===== SUPPLIED DATA

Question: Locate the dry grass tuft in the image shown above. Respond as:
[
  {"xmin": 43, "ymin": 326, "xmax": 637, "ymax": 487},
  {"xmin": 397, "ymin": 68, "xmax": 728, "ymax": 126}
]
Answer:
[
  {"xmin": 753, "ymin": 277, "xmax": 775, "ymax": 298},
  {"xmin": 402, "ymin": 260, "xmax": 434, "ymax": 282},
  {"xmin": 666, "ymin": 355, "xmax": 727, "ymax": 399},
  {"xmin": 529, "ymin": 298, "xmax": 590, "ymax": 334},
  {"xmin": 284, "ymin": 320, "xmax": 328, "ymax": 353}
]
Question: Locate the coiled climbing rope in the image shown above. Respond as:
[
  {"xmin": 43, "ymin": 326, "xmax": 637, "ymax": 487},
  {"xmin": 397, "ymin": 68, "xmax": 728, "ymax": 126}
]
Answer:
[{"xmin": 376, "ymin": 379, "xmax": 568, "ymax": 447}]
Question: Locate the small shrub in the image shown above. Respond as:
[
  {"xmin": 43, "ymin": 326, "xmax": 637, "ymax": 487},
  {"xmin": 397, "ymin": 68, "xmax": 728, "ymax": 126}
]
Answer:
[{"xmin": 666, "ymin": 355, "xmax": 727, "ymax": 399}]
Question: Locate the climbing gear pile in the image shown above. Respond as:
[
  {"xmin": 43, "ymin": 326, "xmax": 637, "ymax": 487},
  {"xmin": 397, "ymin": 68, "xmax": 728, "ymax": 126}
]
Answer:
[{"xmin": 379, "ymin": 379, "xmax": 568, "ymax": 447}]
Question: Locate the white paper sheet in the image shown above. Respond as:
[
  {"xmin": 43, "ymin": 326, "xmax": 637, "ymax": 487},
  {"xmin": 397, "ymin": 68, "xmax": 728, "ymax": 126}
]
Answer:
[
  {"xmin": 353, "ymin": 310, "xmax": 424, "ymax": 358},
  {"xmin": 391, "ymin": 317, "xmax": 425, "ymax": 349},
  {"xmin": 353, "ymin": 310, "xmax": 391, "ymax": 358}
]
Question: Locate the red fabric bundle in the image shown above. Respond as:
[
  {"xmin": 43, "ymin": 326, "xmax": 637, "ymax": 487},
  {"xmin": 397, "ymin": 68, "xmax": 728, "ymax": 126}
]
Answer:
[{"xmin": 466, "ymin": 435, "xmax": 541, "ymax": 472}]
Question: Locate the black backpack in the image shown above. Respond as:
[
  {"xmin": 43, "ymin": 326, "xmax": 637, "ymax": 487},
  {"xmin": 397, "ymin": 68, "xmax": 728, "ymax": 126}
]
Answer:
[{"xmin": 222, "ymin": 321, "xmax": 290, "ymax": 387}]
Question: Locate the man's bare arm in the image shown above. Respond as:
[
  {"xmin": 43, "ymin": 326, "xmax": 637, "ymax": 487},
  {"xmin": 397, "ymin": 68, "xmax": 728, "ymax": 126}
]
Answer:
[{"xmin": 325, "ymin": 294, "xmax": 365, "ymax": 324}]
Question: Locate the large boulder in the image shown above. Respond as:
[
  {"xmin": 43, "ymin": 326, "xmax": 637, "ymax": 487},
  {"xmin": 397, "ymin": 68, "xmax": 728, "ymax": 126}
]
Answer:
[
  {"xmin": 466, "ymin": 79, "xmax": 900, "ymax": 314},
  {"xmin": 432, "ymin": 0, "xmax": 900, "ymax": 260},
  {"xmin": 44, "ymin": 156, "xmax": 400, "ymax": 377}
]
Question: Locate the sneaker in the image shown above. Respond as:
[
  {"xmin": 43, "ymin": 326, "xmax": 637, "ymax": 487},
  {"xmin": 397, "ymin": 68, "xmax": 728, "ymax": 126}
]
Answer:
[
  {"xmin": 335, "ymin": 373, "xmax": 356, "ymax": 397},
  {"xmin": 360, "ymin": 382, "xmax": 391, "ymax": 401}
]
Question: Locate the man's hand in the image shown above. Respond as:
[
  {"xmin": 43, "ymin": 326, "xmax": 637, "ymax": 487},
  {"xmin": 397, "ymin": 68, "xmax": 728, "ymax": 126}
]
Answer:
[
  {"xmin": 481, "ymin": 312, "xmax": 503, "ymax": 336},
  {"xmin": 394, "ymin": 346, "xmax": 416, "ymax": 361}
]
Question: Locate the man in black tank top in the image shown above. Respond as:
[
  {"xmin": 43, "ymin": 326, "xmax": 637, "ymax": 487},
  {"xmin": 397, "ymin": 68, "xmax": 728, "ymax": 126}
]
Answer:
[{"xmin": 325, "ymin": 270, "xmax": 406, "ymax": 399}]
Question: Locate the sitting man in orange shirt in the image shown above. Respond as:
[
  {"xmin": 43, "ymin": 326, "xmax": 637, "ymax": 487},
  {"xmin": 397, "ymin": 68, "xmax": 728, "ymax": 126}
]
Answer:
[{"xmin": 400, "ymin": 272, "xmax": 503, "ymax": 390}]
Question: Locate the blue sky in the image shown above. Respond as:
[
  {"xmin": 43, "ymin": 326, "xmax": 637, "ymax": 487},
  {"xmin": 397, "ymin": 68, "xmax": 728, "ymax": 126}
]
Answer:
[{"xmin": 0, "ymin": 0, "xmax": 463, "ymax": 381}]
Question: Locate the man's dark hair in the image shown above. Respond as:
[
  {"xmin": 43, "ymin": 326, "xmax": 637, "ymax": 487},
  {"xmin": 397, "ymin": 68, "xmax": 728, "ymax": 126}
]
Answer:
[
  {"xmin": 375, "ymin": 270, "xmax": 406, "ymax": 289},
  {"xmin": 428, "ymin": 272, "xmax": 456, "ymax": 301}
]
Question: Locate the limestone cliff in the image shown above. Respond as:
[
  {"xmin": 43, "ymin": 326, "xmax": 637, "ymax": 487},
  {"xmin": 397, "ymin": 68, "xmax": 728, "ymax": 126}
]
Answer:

==========
===== SUPPLIED DATA

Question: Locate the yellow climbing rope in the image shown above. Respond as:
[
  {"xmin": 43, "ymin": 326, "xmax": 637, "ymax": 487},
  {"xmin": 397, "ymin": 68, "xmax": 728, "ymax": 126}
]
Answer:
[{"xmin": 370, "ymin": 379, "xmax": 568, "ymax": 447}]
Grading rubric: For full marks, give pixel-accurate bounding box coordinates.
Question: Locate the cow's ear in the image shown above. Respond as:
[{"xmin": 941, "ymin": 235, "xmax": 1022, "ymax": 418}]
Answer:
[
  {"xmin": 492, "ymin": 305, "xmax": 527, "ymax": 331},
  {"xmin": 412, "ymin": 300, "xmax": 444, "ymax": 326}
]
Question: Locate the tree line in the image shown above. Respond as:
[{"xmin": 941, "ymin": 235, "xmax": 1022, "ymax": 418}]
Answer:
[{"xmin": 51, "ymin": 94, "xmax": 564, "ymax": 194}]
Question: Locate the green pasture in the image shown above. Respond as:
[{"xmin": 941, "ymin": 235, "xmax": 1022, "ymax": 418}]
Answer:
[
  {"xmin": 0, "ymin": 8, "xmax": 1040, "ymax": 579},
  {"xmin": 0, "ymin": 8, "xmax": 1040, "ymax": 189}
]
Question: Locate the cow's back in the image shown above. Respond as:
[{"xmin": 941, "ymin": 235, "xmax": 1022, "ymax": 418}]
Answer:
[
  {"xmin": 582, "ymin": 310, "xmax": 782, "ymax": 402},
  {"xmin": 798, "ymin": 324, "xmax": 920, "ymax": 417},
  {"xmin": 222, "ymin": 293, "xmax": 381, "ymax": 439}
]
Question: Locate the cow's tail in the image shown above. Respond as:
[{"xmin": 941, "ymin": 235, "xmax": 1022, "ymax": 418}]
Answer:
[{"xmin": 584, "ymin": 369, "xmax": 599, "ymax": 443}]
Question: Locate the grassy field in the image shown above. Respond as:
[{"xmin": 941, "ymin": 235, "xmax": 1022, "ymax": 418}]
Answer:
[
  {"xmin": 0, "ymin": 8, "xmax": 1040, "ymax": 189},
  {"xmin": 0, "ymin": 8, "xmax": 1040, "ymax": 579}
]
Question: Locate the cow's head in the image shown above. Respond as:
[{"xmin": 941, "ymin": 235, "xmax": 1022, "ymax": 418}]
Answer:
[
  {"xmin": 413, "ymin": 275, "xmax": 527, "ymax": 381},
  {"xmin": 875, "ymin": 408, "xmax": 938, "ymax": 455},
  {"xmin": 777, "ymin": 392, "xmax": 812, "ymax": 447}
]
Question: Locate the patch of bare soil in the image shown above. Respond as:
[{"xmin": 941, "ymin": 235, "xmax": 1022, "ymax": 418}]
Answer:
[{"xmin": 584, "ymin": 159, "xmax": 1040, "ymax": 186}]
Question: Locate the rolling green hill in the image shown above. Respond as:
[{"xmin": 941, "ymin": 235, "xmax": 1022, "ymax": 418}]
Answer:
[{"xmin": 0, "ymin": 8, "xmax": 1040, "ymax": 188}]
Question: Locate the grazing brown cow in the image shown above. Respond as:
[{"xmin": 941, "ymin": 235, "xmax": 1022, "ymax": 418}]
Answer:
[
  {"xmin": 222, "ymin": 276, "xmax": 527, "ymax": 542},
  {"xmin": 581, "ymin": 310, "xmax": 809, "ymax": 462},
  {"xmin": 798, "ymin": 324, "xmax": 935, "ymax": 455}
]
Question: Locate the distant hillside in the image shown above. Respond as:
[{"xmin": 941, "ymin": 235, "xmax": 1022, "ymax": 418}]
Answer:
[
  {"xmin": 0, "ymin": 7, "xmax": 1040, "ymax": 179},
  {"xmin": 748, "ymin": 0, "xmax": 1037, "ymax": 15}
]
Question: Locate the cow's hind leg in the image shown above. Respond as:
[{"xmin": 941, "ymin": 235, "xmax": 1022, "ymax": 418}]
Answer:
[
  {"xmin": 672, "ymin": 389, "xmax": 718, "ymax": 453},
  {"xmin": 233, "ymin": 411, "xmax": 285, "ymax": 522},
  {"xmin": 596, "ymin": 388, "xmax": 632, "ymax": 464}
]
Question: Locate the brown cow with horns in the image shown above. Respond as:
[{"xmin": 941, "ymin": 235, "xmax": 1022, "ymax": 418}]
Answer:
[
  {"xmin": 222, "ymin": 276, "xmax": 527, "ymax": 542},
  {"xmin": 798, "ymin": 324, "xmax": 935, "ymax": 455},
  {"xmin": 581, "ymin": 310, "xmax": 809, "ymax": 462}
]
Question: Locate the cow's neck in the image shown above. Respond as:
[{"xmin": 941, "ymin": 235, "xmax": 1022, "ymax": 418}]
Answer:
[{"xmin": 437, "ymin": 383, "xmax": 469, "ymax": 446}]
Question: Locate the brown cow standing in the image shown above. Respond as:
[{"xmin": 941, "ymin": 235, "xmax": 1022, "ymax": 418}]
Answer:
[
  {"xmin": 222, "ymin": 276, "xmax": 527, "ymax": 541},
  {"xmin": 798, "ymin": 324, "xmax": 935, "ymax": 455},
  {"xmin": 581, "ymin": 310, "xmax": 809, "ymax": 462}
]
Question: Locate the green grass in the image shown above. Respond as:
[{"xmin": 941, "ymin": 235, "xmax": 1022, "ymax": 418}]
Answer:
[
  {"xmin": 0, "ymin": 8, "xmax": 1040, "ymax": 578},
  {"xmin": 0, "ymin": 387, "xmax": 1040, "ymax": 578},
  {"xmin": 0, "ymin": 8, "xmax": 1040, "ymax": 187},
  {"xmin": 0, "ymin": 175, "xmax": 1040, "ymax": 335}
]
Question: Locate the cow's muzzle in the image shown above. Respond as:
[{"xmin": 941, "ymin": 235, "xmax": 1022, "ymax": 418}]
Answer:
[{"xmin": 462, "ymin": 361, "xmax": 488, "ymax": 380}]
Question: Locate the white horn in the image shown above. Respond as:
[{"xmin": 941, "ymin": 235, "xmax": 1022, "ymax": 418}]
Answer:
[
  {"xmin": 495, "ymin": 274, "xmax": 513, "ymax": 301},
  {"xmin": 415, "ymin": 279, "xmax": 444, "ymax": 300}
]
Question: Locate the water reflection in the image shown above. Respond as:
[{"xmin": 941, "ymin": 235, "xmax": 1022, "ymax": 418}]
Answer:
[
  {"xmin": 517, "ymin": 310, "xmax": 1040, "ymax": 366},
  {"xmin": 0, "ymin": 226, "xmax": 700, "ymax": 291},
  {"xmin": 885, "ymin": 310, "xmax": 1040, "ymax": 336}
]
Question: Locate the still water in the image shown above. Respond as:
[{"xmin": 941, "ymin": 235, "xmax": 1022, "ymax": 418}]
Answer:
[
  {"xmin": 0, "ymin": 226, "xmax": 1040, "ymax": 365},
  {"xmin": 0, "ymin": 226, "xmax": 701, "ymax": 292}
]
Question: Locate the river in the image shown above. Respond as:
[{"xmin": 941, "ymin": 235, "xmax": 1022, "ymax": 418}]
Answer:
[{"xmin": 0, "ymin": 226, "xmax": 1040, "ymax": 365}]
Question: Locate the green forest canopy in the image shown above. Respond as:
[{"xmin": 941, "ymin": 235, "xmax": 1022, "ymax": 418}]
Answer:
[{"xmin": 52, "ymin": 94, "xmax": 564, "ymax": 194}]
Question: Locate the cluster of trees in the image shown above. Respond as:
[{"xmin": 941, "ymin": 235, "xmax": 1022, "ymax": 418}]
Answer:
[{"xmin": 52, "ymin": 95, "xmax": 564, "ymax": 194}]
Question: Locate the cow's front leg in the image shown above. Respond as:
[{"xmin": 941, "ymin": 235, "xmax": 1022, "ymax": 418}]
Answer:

==========

__DIRECTIONS FOR THIS TASK__: Pull out each line from the records above that contains the word "bare", and copy those lines in full.

__TASK SOLUTION__:
Question: Locate the man's bare arm in the image shown above. Respond as:
Question: Locate the patch of bare soil in the image shown above. Respond as:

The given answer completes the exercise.